Information supplied:
============

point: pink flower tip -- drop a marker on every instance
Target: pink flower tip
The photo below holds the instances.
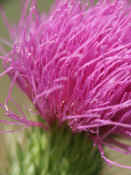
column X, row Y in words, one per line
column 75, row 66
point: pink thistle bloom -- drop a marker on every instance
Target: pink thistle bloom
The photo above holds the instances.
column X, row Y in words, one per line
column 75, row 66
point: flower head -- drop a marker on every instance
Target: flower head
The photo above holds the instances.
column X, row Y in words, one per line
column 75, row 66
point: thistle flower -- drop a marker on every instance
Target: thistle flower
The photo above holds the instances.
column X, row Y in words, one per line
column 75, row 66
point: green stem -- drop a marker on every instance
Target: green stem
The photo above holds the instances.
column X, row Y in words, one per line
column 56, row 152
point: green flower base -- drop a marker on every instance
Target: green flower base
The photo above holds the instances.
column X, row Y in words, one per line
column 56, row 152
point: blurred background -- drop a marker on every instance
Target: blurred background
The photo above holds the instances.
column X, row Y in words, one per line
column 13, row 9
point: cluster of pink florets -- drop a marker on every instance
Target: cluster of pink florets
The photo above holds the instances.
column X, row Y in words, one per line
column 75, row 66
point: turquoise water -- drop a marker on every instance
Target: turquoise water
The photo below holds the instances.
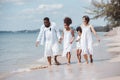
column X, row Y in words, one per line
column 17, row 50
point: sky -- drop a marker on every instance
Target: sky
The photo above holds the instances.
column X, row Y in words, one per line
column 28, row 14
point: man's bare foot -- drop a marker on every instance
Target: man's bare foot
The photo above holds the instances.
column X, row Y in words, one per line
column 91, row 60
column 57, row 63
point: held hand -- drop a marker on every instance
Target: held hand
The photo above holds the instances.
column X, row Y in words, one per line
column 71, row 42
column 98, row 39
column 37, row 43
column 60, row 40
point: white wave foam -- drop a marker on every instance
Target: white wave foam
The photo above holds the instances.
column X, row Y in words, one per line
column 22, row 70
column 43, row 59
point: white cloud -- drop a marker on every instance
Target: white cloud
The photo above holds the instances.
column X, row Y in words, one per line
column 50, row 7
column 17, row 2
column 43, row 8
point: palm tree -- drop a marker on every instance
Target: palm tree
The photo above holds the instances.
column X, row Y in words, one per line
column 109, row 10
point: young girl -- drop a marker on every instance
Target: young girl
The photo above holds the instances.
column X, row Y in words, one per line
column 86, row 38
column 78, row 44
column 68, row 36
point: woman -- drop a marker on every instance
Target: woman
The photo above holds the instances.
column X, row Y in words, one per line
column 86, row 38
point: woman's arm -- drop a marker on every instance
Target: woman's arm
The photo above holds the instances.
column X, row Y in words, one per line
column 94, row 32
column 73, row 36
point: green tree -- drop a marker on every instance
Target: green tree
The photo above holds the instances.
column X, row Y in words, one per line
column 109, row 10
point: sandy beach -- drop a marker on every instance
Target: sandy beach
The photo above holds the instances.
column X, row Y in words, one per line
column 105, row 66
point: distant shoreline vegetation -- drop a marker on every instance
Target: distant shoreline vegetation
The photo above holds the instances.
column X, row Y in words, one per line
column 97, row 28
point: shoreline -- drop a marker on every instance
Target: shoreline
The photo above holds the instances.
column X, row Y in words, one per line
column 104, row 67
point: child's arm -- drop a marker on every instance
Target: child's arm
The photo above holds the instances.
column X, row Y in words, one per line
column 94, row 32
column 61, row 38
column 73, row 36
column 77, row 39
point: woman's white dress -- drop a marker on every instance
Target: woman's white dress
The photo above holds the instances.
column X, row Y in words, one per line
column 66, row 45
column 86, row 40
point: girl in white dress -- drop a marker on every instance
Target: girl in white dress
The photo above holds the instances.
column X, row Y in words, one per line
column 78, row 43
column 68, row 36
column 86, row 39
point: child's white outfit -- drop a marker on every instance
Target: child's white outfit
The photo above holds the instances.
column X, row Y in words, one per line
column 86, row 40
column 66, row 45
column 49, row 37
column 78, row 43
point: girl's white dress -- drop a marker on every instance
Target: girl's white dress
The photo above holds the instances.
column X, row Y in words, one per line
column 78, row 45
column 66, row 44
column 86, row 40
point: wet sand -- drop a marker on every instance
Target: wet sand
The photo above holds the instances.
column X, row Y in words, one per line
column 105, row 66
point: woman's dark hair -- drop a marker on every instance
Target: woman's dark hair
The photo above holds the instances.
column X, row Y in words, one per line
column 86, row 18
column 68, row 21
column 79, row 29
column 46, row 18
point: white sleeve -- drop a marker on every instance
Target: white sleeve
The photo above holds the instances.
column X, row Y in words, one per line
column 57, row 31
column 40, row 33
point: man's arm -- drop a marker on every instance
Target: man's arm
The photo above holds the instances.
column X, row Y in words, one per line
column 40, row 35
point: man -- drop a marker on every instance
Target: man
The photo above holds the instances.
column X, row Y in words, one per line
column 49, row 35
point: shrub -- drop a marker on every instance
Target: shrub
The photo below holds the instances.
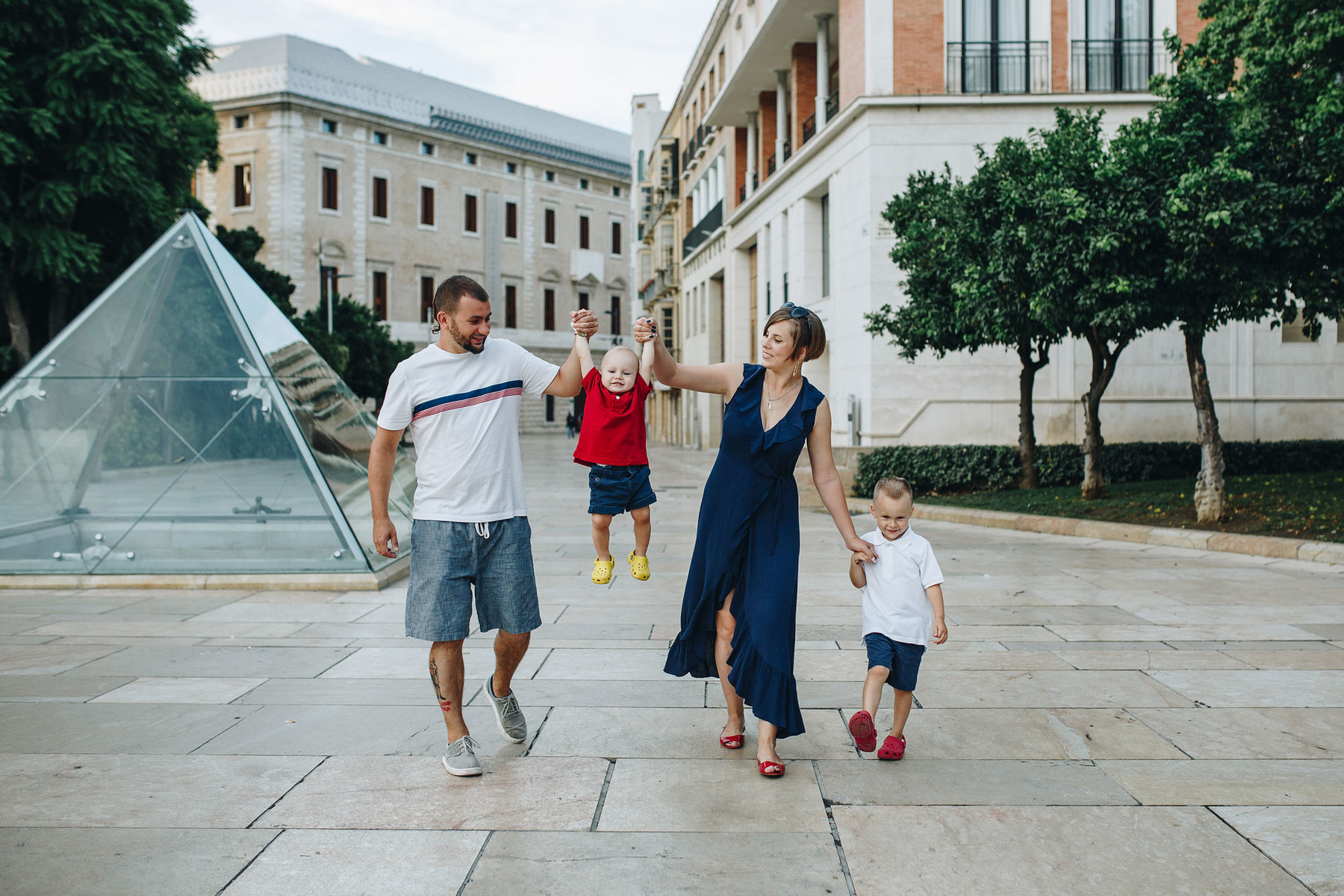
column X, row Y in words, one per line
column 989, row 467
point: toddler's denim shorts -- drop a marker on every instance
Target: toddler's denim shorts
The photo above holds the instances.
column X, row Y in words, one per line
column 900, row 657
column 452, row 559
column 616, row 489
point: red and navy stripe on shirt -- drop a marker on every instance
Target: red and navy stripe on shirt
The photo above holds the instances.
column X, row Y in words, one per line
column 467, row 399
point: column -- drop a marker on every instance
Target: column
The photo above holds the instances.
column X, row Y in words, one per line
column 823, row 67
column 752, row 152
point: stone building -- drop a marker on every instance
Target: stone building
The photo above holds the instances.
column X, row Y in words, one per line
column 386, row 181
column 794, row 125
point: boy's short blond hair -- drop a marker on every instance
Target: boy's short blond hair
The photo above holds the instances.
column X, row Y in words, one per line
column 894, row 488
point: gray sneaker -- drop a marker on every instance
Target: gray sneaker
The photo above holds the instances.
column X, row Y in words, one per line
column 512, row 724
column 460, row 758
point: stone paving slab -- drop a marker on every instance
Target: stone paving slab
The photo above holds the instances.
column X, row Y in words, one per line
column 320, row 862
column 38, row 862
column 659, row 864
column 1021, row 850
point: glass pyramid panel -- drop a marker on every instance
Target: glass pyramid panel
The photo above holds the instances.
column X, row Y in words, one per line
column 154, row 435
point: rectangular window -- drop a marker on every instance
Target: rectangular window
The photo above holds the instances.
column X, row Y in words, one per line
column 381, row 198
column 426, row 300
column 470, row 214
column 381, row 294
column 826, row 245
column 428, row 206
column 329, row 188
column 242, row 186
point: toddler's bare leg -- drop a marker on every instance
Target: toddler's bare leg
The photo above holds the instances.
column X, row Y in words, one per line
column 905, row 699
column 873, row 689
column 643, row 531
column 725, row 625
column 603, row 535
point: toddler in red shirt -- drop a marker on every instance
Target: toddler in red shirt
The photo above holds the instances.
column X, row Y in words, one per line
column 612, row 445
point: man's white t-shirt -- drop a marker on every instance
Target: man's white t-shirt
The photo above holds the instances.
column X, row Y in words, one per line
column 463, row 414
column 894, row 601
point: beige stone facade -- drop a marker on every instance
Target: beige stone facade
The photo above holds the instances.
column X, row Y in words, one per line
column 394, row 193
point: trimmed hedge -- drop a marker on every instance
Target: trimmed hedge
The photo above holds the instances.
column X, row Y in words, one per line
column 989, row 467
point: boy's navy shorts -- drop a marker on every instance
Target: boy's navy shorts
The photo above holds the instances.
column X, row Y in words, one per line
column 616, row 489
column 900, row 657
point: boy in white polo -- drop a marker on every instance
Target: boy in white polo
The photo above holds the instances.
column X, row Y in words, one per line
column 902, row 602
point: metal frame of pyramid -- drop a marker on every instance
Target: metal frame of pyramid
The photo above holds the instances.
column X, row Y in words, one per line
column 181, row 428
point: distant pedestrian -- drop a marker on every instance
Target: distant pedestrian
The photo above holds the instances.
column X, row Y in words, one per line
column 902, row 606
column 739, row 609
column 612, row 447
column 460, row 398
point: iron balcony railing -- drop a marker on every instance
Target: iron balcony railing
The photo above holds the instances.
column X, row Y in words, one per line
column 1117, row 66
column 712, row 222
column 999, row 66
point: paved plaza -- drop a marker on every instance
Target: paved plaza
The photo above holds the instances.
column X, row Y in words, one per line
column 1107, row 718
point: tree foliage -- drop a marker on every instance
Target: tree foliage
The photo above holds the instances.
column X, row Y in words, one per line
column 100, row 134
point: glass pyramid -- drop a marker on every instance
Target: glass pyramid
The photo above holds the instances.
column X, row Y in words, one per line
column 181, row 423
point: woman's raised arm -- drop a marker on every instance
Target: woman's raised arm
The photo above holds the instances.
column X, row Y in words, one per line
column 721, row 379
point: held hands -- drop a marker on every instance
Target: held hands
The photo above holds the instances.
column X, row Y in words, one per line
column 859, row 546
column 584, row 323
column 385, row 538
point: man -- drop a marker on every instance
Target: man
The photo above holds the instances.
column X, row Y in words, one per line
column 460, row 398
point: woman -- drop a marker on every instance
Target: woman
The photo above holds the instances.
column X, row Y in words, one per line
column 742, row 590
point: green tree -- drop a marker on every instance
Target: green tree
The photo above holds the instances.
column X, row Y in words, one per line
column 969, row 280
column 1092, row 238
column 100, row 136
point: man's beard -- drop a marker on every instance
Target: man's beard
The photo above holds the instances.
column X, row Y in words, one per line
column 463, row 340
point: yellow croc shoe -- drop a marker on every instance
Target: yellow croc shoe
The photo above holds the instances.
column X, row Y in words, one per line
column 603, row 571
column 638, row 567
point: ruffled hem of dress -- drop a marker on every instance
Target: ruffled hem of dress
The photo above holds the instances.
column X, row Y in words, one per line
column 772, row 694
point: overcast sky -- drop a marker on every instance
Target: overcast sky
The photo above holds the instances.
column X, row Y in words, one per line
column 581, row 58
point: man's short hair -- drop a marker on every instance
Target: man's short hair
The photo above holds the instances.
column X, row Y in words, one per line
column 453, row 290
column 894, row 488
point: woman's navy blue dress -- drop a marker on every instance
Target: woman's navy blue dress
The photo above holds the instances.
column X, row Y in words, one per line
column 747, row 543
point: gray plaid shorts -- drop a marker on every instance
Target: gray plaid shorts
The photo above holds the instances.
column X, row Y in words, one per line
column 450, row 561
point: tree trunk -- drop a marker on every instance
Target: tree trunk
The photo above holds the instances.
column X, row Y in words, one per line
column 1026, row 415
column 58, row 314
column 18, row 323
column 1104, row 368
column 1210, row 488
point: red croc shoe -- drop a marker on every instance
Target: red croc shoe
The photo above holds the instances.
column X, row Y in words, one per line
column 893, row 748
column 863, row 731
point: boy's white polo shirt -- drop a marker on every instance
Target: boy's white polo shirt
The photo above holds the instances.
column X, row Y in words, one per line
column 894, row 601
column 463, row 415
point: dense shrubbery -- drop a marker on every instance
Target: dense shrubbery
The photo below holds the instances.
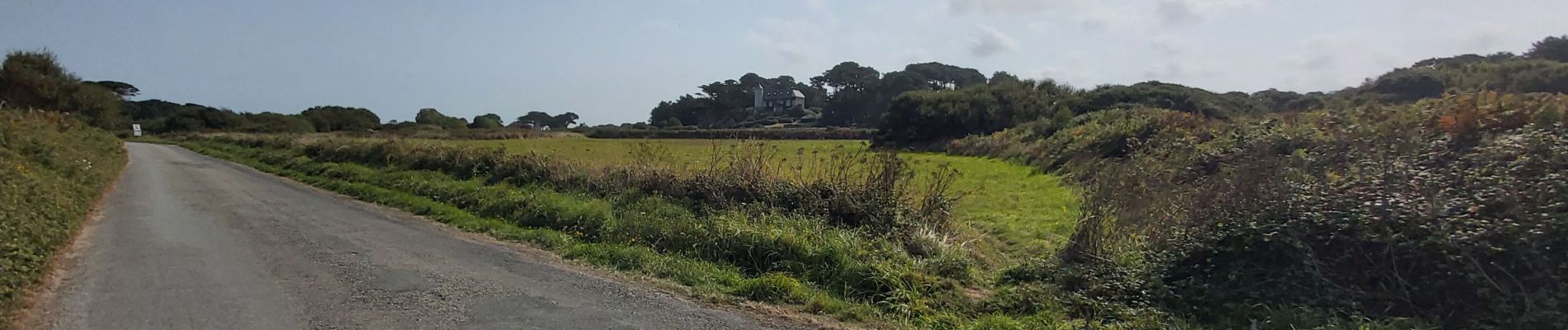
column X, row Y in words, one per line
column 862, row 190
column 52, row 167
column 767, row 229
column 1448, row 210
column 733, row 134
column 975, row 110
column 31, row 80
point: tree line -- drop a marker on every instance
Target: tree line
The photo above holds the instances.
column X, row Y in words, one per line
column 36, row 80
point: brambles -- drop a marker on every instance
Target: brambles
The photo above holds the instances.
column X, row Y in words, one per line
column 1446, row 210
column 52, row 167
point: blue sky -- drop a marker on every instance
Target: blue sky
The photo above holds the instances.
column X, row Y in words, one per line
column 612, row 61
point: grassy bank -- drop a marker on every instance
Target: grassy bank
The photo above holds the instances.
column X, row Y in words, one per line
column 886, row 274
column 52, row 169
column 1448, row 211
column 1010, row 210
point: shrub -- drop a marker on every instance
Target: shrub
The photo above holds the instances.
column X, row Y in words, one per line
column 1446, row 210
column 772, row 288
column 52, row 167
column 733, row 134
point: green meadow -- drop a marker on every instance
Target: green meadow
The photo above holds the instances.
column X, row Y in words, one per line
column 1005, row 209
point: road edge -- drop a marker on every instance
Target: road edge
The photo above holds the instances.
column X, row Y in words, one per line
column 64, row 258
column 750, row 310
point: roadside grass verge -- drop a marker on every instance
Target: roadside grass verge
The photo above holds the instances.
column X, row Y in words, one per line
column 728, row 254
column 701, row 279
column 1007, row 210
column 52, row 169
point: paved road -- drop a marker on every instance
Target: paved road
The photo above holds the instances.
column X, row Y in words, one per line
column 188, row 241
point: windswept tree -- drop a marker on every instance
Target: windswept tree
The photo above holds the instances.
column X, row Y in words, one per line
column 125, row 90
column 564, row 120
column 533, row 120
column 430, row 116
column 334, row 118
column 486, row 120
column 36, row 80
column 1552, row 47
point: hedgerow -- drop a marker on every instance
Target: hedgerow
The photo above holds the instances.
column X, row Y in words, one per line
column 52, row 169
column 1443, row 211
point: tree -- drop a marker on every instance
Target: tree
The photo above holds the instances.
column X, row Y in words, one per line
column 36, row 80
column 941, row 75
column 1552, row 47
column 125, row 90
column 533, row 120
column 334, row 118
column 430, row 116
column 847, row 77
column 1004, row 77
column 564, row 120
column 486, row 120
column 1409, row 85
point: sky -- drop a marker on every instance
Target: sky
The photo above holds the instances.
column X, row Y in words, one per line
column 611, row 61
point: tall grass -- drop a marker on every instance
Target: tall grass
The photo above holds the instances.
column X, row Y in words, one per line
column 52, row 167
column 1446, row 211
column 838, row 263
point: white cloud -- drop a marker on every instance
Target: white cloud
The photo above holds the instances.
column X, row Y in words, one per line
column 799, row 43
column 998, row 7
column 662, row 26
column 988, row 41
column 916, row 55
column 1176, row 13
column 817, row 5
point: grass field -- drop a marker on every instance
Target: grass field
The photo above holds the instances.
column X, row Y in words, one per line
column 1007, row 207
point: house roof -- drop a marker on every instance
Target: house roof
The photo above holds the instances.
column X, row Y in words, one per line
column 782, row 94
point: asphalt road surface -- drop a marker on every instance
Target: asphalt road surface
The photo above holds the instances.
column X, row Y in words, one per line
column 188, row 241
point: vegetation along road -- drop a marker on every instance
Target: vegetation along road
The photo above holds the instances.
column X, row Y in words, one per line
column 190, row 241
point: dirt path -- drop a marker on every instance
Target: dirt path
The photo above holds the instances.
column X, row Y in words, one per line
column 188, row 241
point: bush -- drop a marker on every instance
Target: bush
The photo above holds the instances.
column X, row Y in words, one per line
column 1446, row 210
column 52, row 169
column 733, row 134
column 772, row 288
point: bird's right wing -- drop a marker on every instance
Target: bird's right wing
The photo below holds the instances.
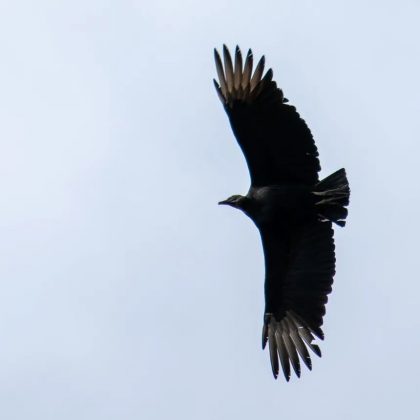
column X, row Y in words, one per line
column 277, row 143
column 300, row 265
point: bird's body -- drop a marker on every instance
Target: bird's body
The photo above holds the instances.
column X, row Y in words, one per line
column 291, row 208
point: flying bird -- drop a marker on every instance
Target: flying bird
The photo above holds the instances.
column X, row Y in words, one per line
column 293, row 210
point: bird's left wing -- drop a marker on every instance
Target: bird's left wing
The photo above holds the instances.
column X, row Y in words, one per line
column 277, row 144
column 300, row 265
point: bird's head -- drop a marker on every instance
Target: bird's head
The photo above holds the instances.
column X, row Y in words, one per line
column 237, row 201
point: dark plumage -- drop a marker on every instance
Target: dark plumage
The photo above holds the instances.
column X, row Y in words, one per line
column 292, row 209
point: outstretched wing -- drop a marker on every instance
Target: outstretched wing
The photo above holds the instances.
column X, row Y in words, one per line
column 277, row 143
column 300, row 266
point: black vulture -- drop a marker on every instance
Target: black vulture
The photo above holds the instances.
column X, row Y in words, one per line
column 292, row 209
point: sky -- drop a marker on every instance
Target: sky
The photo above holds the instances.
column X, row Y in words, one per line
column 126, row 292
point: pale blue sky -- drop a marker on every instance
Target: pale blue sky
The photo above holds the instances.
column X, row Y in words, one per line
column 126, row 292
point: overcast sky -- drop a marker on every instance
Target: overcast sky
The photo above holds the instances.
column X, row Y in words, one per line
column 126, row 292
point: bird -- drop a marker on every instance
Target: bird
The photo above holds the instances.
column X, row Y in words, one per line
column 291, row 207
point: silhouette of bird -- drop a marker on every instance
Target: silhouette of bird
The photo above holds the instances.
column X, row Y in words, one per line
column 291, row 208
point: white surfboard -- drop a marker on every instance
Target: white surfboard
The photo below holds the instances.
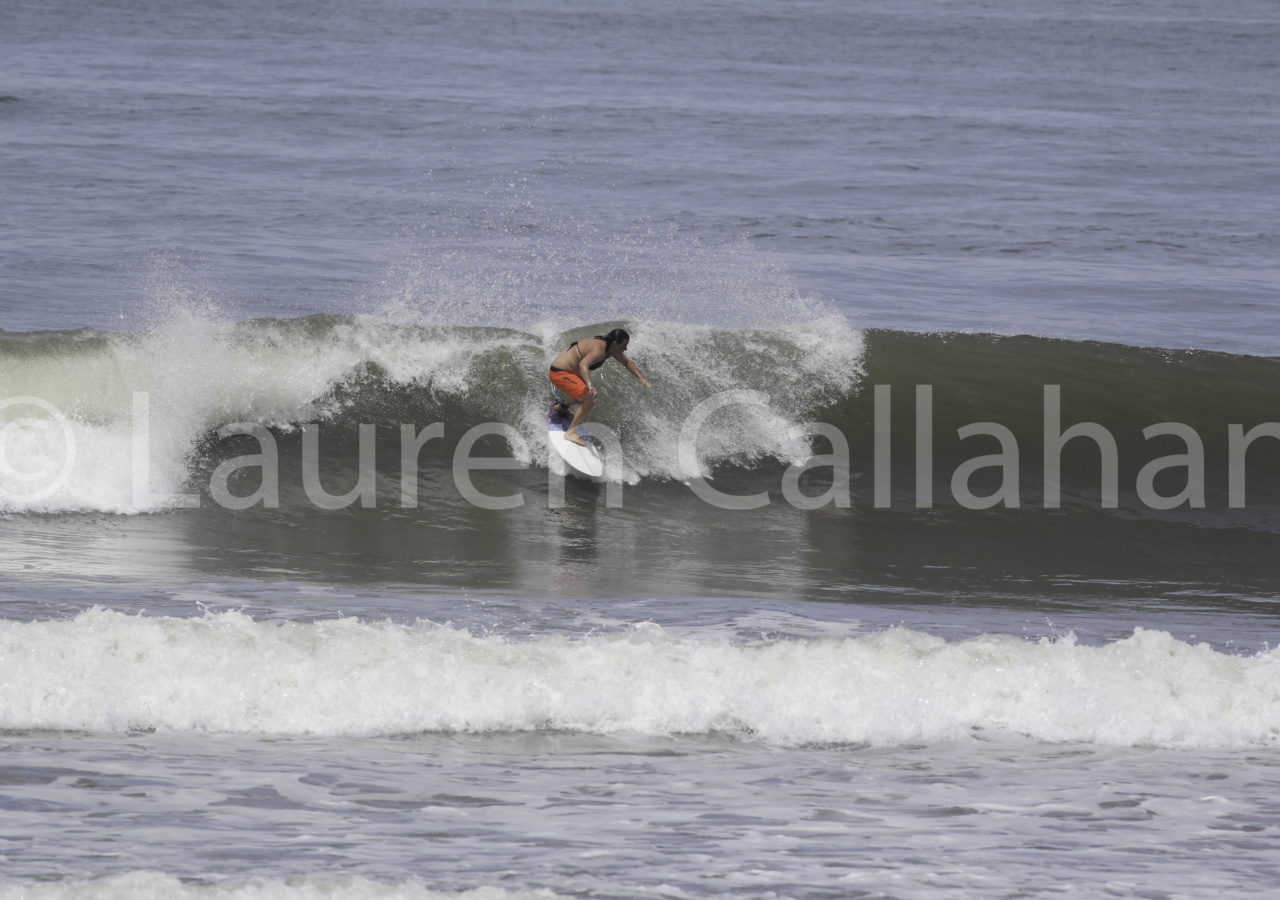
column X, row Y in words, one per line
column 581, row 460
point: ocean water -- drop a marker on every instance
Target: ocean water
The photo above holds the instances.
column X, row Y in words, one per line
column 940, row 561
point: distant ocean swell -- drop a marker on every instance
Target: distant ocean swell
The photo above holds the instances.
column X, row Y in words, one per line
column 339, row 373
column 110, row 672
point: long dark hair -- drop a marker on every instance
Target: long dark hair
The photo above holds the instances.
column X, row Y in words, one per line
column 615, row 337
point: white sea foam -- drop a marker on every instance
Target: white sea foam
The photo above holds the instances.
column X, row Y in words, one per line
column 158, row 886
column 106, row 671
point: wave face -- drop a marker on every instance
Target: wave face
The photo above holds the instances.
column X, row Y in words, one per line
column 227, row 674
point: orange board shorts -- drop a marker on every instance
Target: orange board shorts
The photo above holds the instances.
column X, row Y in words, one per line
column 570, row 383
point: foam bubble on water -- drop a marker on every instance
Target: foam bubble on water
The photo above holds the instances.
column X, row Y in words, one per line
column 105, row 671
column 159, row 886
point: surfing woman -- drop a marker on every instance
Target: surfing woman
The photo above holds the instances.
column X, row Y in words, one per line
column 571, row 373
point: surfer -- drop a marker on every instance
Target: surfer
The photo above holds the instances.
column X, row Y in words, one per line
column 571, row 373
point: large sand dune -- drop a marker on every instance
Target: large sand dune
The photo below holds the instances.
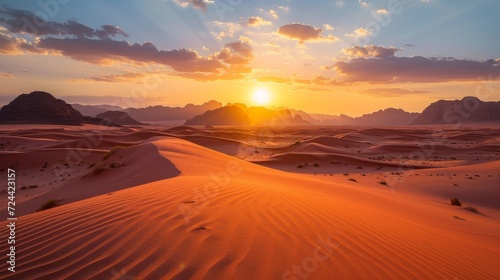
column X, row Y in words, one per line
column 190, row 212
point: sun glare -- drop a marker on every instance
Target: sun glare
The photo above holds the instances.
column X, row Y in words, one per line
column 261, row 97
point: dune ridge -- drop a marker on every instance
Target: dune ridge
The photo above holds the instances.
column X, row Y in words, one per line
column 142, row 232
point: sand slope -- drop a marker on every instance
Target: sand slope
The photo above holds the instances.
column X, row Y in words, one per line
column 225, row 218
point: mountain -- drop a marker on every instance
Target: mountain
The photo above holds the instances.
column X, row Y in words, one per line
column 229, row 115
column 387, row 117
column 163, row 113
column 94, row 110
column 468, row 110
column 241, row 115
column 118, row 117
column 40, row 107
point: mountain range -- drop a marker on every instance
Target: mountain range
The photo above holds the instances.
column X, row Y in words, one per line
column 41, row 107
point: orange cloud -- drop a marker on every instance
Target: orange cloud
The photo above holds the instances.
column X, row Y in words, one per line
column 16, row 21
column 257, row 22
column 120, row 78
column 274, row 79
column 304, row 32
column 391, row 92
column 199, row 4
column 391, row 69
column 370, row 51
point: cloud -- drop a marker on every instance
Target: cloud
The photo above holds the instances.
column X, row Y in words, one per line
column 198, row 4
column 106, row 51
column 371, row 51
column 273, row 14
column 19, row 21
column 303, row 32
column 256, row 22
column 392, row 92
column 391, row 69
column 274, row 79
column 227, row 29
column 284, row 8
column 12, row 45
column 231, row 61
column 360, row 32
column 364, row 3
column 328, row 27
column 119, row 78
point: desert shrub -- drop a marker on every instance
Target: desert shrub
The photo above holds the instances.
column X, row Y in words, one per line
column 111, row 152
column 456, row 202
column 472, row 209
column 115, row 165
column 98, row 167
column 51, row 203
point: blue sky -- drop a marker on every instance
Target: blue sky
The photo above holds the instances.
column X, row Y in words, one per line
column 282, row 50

============

Instructions for the task: Retype the stretch of the data above from the line containing "point: woman's dark" through the line containing "column 40, row 33", both included, without changing anything.

Solution for this task:
point: woman's dark hair -- drop a marker on every instance
Target: woman's dark hair
The photo above holds the instances.
column X, row Y in words, one per line
column 86, row 18
column 68, row 21
column 79, row 29
column 46, row 18
point: white sleeve -- drop a marker on every instance
Target: white sleeve
The photo above holds the instances.
column X, row Y in words, one per line
column 57, row 31
column 40, row 33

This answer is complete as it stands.